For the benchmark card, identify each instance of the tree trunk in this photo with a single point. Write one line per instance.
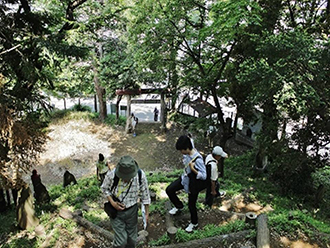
(262, 232)
(117, 106)
(128, 114)
(95, 103)
(217, 241)
(100, 91)
(163, 112)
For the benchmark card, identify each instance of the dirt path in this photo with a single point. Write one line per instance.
(75, 146)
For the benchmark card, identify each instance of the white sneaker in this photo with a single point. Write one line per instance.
(174, 210)
(222, 194)
(191, 227)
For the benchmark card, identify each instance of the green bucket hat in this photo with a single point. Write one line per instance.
(127, 168)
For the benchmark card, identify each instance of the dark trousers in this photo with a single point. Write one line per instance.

> Set exercise: Rewrite all of the data above as a numbered list with one line per item, omitting the pictures and any blank lines.

> Answer to the exercise:
1. For the benchmark card, identify each instance of the tree trunk in this photo with a single point. Write one line per instance.
2. (262, 232)
3. (117, 106)
4. (128, 114)
5. (95, 103)
6. (217, 241)
7. (100, 91)
8. (163, 112)
9. For the benchmark card, identify each instance of the dirt path in this photo with a single point. Write one line per instance.
10. (75, 146)
11. For the benchmark card, identify each instance of the white sneaker in this photo with a single point. Write one line per instance.
12. (174, 210)
13. (222, 194)
14. (191, 227)
15. For the benchmark card, identify each instance of the green bucket hat in this photo with a single point. Write one line per instance.
16. (127, 168)
17. For the benchmark card, identify each instance of the dark trousers in this photo with a single point. Write one line per instance.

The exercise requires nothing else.